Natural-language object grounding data
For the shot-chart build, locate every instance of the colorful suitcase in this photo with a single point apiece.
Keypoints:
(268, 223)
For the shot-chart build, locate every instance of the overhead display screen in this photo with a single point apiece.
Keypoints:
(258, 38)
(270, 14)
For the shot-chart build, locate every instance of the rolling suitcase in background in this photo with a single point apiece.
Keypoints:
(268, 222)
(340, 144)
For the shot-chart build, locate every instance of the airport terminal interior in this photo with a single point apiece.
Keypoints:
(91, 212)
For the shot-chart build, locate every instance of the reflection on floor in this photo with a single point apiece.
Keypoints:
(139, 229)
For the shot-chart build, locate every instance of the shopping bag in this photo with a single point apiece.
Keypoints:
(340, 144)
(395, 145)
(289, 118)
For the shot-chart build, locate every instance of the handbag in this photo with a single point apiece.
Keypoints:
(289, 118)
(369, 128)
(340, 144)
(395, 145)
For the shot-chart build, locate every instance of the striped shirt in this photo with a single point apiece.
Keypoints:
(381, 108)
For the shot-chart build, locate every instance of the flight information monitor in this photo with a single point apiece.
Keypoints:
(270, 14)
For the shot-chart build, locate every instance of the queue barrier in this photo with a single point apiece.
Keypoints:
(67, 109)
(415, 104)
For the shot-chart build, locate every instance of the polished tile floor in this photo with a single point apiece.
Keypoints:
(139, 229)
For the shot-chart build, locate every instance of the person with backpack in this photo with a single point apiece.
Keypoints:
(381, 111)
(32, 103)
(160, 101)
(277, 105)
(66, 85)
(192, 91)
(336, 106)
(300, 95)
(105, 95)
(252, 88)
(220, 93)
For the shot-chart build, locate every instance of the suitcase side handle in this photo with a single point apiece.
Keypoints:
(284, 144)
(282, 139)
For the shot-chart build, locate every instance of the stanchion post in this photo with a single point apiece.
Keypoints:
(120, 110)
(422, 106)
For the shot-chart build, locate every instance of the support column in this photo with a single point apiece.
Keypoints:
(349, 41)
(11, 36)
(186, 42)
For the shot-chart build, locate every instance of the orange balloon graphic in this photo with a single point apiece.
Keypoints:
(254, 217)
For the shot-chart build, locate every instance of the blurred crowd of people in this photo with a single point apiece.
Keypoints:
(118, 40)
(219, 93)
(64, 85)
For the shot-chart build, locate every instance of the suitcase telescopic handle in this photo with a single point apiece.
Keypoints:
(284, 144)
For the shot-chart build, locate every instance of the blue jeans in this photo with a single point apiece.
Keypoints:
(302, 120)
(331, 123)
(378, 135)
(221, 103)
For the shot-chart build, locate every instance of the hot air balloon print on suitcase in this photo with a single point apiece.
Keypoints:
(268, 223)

Exercise directions:
A full, exact repeat of the entries above is required.

Answer box:
For the shot-chart build, locate every instance of the colorful suitcase in this photo with a single point apiece.
Keypoints:
(268, 223)
For the shot-chart build, locate every instance of the overhead display screen in this photo with a single point apiece.
Keypoints:
(258, 38)
(270, 14)
For the shot-chart build, locate every instance of the rolling suitcase in background in this photo with a single point apiece.
Keypoints:
(268, 222)
(340, 144)
For the shot-chart build, locate every instance of the airport terminal interior in this photo with a single point apiece.
Keypoints:
(91, 212)
For the shot-chart build, locate every instance of the reflection on floor in this photo with a single point apiece.
Keypoints:
(139, 229)
For the shot-chart build, locate every instance of the shopping bag in this photo with a single point apiece.
Keypoints:
(340, 144)
(395, 145)
(289, 118)
For the shot-chart build, locate every instance of the handbag in this photo with a single point apiece.
Keypoints:
(289, 118)
(369, 128)
(340, 144)
(395, 145)
For the shot-chart build, locate every instance of the striped shirt in this photo with a single point apiece.
Keypoints:
(381, 108)
For the shot-chart build, locate every instance of the flight information monitor in this photo with a single point apiece.
Keypoints:
(270, 14)
For the shot-chart build, locate every instance of the queue barrier in this photo with a single point apiece.
Keypoints:
(67, 109)
(415, 104)
For the shot-chart build, locate every instance of the polished tile floor in this photo with a single point apiece.
Keypoints:
(139, 229)
For the shot-chart build, locate every instance of the person with backpack in this photo with a single point apiece.
Keypoints:
(381, 111)
(32, 103)
(160, 101)
(277, 105)
(66, 85)
(192, 91)
(336, 106)
(300, 95)
(105, 95)
(252, 88)
(220, 93)
For the shot-chart build, locate every instance of the suitcase side handle in this photo with a single point apiece.
Keypoints:
(284, 144)
(282, 139)
For the shot-chart build, locate every instance of the stanchion post in this photo with a single point apiece.
Keypoints:
(120, 110)
(422, 106)
For the shot-chart build, locate every instance of the support column in this photo with a single point apiece.
Keypoints:
(349, 41)
(11, 36)
(186, 42)
For the shot-chart build, locate every instance of the orange balloon graphic in this photo with a single point apiece.
Keypoints:
(254, 217)
For the shot-chart build, locate every instance of the blurred crowd of people in this photo with a single point apiece.
Keypoints:
(118, 40)
(219, 93)
(64, 85)
For the shot-chart build, locate every instance of the suitcase telescopic handle in this photo with a single point apiece.
Keypoints:
(284, 144)
For the shot-chart build, locate every instance of the blue jeans in this photo with a single point apiece.
Keypoints:
(302, 120)
(331, 123)
(378, 135)
(221, 103)
For the shot-chart build, locate every instance of the hot air balloon print on suitcase in this photo with a single point apiece.
Keypoints:
(268, 223)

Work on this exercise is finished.